**Problem:** Please render every line of the rows below as a Markdown table with the columns "No." and "Line," numbering the lines in order and skipping any blank ones.

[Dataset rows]
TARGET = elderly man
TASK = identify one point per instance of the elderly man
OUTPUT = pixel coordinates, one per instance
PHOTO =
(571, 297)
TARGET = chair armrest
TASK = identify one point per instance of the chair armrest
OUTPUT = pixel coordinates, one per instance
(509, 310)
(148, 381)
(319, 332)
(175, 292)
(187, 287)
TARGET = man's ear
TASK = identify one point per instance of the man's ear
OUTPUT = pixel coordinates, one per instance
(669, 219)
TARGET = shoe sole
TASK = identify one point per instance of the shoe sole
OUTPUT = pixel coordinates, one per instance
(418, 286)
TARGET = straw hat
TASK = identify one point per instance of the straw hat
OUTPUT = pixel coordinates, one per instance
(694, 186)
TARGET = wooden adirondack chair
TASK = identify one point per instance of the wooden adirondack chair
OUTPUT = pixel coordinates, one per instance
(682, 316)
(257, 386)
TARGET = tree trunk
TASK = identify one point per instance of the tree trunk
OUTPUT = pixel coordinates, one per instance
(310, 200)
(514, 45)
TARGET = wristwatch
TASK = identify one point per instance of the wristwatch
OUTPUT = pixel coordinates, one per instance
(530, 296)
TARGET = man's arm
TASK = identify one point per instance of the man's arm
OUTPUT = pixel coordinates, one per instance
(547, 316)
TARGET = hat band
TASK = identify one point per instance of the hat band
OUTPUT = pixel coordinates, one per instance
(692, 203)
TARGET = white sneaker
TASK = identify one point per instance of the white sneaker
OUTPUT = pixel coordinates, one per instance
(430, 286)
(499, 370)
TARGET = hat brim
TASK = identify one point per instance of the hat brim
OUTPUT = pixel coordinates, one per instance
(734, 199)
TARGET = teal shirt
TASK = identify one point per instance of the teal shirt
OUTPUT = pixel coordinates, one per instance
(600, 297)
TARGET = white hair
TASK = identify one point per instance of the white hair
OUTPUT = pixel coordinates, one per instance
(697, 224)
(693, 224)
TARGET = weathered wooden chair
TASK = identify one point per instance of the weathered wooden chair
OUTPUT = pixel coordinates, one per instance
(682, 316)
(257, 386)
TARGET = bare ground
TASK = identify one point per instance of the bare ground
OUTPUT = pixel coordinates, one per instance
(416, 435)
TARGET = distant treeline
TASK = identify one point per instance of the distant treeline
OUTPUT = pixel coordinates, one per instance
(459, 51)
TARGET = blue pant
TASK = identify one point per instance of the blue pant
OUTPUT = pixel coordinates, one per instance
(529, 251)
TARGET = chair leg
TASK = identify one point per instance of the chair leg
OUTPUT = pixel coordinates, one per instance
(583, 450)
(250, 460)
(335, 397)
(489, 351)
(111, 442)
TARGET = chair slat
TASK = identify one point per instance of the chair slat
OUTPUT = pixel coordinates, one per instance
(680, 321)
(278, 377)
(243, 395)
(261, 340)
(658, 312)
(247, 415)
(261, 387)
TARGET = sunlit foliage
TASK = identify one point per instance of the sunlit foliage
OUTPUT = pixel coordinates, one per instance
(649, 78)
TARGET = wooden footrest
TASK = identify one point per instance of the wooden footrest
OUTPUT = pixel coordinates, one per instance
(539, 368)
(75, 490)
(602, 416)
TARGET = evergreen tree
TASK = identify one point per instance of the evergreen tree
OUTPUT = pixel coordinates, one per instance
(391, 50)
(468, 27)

**The output:**
| No. | Line |
|---|---|
| 1 | TARGET = elderly man |
| 2 | TASK = identify one point per instance of the elderly man |
| 3 | OUTPUT = pixel coordinates, one per instance |
| 4 | PHOTO = |
| 5 | (571, 297) |
| 6 | TARGET = chair armrest |
| 7 | TASK = identify one point per instance of the chair armrest |
| 8 | OUTPUT = pixel coordinates, one per instance |
| 9 | (509, 310) |
| 10 | (148, 381) |
| 11 | (319, 332) |
| 12 | (175, 292) |
| 13 | (187, 287) |
| 14 | TARGET = man's ear |
| 15 | TASK = identify one point per instance of the man's ear |
| 16 | OUTPUT = pixel coordinates, one per instance |
| 17 | (669, 219) |
| 18 | TARGET = shoe sole |
| 19 | TASK = identify one point per instance of the shoe sole |
| 20 | OUTPUT = pixel coordinates, one per instance |
| 21 | (418, 286) |
| 22 | TARGET = straw hat |
| 23 | TASK = identify one point per instance of the straw hat |
| 24 | OUTPUT = pixel coordinates, one per instance |
| 25 | (694, 186) |
| 26 | TARGET = wooden adirondack chair |
| 27 | TASK = identify one point per instance of the wooden adirondack chair |
| 28 | OUTPUT = pixel coordinates, one per instance |
| 29 | (682, 316) |
| 30 | (257, 386) |
| 31 | TARGET = tree trunk |
| 32 | TASK = identify one point per instance of the tree trunk |
| 33 | OUTPUT = pixel coordinates, one per instance |
| 34 | (310, 200) |
| 35 | (514, 45) |
| 36 | TARGET = wristwatch |
| 37 | TASK = identify one point per instance of the wristwatch |
| 38 | OUTPUT = pixel coordinates, one per instance |
| 39 | (530, 296) |
| 40 | TARGET = man's arm |
| 41 | TASK = identify one point per instance of the man's arm |
| 42 | OUTPUT = pixel coordinates, one per instance |
| 43 | (547, 316) |
| 44 | TARGET = hat band |
| 45 | TASK = identify one point per instance of the hat band |
| 46 | OUTPUT = pixel coordinates, one per instance |
| 47 | (692, 203) |
| 48 | TARGET = white sneaker |
| 49 | TASK = identify one point per instance of the white sneaker |
| 50 | OUTPUT = pixel coordinates, one per instance |
| 51 | (430, 286) |
| 52 | (499, 370) |
| 53 | TARGET = hat brim |
| 54 | TASK = identify one point per instance of the hat brim |
| 55 | OUTPUT = pixel coordinates, one per instance |
| 56 | (734, 199) |
| 57 | TARGET = teal shirt |
| 58 | TASK = identify one point per instance of the teal shirt |
| 59 | OUTPUT = pixel coordinates, one per instance |
| 60 | (600, 297) |
| 61 | TARGET = white hair |
| 62 | TASK = identify one point per instance of the white hair |
| 63 | OUTPUT = pixel coordinates, one per instance |
| 64 | (697, 224) |
| 65 | (693, 224) |
| 66 | TARGET = weathered wooden chair |
| 67 | TASK = identify one point per instance of the weathered wooden chair |
| 68 | OUTPUT = pixel coordinates, one per instance |
| 69 | (682, 316) |
| 70 | (257, 386) |
| 71 | TARGET = bare ground |
| 72 | TASK = identify one point per instance of the bare ground |
| 73 | OUTPUT = pixel coordinates, one per instance |
| 74 | (416, 435) |
| 75 | TARGET = distant treeline |
| 76 | TASK = identify one point per instance of the distant treeline |
| 77 | OUTPUT = pixel coordinates, one per instance |
| 78 | (459, 51) |
| 79 | TARGET = blue pant |
| 80 | TASK = identify one point per instance of the blue pant |
| 81 | OUTPUT = pixel coordinates, one per instance |
| 82 | (529, 251) |
| 83 | TARGET = chair leg |
| 84 | TASK = identify one point per instance of the chair leg |
| 85 | OUTPUT = pixel coordinates, one per instance |
| 86 | (583, 450) |
| 87 | (250, 460) |
| 88 | (335, 397) |
| 89 | (489, 351) |
| 90 | (111, 442) |
| 91 | TARGET = chair slat |
| 92 | TASK = identify one point per instance of the chair slat |
| 93 | OUTPUT = pixel coordinates, one per instance |
| 94 | (680, 321) |
| 95 | (278, 377) |
| 96 | (243, 395) |
| 97 | (261, 340) |
| 98 | (658, 312) |
| 99 | (247, 415) |
| 100 | (261, 387) |
| 101 | TARGET = sunlit foliage |
| 102 | TASK = identify one point per instance of the sunlit foliage |
| 103 | OUTPUT = pixel coordinates, one per instance |
| 104 | (649, 78) |
| 105 | TARGET = wooden footrest |
| 106 | TASK = identify one point per instance of the wooden footrest |
| 107 | OUTPUT = pixel coordinates, one per instance |
| 108 | (539, 368) |
| 109 | (75, 490) |
| 110 | (602, 416) |
| 111 | TARGET = evergreen tree |
| 112 | TASK = identify one point per instance of the evergreen tree |
| 113 | OUTPUT = pixel coordinates, one per instance |
| 114 | (391, 50) |
| 115 | (468, 27) |